* Task instructions
Look through the records and copy each line that has "like" in it.

Data supplied START

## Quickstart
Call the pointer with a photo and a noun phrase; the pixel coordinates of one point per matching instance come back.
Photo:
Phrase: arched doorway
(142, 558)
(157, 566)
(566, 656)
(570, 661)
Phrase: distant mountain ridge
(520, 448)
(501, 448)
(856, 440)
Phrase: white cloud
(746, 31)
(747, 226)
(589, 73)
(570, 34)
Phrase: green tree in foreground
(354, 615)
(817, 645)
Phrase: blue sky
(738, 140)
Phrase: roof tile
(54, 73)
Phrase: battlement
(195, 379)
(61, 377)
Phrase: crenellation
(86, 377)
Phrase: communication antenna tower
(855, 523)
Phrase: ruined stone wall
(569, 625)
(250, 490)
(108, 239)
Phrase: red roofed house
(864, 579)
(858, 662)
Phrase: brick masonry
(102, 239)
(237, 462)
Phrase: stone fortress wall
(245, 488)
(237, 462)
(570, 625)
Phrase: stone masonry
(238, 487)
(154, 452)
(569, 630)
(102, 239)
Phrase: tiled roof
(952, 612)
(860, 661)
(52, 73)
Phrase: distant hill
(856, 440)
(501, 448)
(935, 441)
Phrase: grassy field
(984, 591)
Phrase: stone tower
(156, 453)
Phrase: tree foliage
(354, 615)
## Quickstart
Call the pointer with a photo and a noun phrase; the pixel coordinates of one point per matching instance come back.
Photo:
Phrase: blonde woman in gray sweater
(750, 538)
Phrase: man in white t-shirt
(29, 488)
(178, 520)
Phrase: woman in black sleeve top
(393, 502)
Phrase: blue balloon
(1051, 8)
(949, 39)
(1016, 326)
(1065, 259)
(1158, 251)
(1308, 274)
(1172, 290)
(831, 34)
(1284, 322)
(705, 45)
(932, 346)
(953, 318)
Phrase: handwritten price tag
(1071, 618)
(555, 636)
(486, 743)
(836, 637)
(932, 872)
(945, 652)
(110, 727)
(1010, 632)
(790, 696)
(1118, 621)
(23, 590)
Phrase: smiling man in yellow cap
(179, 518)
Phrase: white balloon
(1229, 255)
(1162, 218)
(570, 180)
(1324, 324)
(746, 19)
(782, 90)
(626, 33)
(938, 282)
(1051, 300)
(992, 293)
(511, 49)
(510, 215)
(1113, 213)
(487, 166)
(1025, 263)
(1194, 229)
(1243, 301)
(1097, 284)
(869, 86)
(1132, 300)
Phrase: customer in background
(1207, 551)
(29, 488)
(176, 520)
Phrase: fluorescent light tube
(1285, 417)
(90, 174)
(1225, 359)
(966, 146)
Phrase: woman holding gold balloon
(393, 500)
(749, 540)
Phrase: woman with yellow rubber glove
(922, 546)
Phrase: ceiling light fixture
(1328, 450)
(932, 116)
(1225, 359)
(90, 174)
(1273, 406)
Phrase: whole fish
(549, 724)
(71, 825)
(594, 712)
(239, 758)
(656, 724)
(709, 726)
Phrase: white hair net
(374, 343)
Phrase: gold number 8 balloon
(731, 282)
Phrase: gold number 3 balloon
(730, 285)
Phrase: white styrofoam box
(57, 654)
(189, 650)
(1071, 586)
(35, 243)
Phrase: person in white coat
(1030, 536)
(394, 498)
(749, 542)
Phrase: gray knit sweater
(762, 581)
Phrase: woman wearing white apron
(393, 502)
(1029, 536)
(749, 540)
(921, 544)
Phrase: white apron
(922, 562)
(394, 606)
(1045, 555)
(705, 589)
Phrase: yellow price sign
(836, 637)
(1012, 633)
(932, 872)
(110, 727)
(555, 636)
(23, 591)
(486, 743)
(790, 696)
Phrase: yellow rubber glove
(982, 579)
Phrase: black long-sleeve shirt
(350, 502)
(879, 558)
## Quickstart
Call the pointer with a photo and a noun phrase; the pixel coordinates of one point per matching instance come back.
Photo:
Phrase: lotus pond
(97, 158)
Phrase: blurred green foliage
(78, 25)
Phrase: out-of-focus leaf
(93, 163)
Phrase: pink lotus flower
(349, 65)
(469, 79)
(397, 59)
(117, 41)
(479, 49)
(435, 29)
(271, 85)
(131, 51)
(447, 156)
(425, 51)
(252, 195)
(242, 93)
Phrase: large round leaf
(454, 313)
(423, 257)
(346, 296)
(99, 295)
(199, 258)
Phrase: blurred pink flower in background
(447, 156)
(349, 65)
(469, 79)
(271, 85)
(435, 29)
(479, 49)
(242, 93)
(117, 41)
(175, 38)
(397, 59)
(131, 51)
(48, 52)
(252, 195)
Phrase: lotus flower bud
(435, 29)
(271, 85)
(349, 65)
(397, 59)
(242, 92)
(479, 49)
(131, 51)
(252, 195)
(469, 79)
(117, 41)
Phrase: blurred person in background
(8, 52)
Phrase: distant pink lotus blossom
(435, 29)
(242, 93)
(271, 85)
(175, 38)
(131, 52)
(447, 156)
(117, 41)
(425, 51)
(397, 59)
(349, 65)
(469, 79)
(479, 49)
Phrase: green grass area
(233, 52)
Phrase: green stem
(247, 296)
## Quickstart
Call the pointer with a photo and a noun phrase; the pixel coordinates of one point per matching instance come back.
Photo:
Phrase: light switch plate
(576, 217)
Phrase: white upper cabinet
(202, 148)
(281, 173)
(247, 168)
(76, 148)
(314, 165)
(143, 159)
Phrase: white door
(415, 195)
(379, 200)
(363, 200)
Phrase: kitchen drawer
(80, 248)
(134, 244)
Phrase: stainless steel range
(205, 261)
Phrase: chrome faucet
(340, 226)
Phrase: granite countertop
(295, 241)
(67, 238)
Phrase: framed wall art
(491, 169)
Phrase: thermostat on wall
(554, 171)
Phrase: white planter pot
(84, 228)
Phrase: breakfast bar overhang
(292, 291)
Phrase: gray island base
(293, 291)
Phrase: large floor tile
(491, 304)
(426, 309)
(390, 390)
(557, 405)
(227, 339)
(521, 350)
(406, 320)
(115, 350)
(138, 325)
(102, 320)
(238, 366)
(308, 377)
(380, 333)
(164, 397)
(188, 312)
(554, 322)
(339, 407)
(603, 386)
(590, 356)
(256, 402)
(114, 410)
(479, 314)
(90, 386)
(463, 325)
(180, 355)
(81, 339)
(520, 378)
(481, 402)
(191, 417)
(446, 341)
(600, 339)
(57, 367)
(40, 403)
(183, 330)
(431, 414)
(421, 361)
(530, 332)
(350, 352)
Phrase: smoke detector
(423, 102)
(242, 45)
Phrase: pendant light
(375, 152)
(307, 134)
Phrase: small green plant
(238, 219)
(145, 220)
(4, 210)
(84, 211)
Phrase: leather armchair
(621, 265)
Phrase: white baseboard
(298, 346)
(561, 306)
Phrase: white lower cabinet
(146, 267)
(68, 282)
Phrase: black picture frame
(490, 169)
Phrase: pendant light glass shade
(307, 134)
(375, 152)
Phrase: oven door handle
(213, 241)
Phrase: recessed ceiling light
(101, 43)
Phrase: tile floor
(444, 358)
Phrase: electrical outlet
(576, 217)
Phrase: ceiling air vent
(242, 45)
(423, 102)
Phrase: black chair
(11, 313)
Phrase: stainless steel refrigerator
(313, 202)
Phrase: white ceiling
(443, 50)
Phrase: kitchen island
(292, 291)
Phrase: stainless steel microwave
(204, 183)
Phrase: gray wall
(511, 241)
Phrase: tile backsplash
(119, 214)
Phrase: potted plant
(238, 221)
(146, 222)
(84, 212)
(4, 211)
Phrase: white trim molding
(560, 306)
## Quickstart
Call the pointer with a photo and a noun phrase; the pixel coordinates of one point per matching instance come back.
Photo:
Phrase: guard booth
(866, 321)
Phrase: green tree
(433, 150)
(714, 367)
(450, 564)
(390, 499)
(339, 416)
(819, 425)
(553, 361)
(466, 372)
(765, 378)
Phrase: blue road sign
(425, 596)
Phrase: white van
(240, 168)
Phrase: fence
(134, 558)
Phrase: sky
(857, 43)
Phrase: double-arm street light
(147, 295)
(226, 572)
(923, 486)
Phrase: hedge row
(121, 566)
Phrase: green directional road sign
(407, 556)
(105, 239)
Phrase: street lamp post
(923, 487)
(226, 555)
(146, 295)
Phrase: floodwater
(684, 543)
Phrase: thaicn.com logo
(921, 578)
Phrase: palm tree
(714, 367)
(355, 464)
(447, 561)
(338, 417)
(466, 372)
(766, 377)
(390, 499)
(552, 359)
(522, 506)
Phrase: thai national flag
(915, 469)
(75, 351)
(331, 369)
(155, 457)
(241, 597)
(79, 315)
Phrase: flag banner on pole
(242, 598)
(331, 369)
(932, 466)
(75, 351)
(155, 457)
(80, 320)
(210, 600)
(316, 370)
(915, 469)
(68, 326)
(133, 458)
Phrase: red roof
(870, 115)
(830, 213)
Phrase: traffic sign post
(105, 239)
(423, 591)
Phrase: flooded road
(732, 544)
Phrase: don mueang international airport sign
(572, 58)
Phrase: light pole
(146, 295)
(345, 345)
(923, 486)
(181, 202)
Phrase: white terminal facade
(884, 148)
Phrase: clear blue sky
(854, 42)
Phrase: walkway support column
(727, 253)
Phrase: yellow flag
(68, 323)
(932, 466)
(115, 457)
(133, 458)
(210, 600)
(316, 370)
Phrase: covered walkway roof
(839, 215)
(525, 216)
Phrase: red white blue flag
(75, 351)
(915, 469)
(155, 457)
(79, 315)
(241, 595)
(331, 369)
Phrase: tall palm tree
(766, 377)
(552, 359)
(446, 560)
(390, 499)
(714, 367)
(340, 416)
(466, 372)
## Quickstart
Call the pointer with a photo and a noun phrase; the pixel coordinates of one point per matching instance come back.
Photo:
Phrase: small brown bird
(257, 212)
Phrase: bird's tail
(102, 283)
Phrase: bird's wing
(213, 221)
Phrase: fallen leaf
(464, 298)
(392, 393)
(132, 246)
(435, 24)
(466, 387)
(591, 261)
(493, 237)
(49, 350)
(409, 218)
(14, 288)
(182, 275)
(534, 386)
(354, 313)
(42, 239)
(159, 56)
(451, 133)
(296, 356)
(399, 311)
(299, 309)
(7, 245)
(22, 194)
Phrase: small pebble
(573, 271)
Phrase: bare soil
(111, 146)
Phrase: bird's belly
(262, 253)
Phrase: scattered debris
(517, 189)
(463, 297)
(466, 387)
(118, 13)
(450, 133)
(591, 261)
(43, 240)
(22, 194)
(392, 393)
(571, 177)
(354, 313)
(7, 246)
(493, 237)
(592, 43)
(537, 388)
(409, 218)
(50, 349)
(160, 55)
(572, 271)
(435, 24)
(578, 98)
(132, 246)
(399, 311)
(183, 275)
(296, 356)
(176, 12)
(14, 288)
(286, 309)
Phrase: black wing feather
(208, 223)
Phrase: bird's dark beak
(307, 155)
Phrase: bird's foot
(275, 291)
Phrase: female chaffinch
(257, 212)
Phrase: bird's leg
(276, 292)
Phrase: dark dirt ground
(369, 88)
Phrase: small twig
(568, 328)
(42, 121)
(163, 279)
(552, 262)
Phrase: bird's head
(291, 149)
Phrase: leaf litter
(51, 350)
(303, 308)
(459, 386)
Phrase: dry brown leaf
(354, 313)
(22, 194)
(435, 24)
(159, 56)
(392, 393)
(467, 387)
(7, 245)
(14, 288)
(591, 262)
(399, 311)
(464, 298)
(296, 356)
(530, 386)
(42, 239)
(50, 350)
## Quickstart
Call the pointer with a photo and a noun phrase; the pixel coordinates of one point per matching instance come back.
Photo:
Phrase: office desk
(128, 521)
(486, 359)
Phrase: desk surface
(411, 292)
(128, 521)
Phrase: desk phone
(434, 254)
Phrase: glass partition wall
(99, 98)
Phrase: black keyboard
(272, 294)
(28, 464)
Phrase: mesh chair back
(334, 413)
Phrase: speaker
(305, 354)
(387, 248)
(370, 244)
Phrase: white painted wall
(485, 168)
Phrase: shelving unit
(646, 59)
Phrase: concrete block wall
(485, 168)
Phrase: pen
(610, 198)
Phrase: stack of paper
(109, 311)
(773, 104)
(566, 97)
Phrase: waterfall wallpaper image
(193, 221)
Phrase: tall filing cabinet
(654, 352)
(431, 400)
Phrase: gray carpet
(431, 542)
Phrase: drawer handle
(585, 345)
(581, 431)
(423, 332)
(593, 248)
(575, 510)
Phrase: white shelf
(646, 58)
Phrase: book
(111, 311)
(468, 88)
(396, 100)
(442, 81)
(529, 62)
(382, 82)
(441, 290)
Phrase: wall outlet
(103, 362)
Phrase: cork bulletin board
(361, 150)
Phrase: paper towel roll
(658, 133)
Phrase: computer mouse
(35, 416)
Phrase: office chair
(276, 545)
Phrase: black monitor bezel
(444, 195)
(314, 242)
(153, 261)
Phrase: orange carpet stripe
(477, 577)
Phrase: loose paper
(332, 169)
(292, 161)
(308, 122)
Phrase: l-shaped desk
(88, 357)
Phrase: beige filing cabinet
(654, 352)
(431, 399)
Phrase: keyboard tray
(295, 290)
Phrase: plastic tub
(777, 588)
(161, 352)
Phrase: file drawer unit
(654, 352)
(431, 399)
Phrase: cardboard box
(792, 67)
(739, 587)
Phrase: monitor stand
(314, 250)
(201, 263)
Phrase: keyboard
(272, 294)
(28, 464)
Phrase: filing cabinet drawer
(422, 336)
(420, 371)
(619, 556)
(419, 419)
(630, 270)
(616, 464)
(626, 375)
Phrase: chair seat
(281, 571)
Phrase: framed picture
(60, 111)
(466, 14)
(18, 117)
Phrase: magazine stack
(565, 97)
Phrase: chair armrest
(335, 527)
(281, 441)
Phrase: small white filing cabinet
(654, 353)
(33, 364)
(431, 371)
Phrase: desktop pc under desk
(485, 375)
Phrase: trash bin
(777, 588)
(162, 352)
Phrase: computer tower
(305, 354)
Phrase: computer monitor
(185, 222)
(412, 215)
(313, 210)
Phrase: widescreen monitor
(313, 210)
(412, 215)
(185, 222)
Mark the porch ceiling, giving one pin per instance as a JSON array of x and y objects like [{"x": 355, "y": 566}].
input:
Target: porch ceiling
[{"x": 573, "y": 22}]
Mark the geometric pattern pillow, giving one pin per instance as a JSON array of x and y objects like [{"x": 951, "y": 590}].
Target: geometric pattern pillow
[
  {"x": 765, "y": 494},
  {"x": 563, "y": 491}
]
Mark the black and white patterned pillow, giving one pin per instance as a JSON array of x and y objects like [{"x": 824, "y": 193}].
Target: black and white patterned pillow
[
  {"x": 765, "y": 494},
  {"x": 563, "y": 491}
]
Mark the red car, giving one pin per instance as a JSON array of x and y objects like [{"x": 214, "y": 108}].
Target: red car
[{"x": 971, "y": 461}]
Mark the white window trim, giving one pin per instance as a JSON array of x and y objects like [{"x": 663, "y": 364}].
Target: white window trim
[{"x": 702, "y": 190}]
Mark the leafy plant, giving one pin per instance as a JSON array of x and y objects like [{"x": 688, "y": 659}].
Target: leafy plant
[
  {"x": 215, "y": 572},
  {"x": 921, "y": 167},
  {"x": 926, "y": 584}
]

Data supplied END

* Answer area
Mark the porch ceiling, giving one pin per instance as a JSON array of x and y objects like [{"x": 355, "y": 566}].
Mark the geometric pattern pillow, giving one pin per instance as a JSON array of x and y objects like [{"x": 951, "y": 590}].
Mark the black and white patterned pillow, giving one pin per instance as a JSON array of x and y objects like [{"x": 824, "y": 193}].
Mark the red car, giving one pin per instance as a JSON array of x and y objects like [{"x": 214, "y": 108}].
Mark the white window trim, giving one pin per instance as a JSON array of x and y objects like [{"x": 663, "y": 364}].
Mark the leafy plant, giving one pin per instance as a JSON array of x and y objects like [{"x": 688, "y": 659}].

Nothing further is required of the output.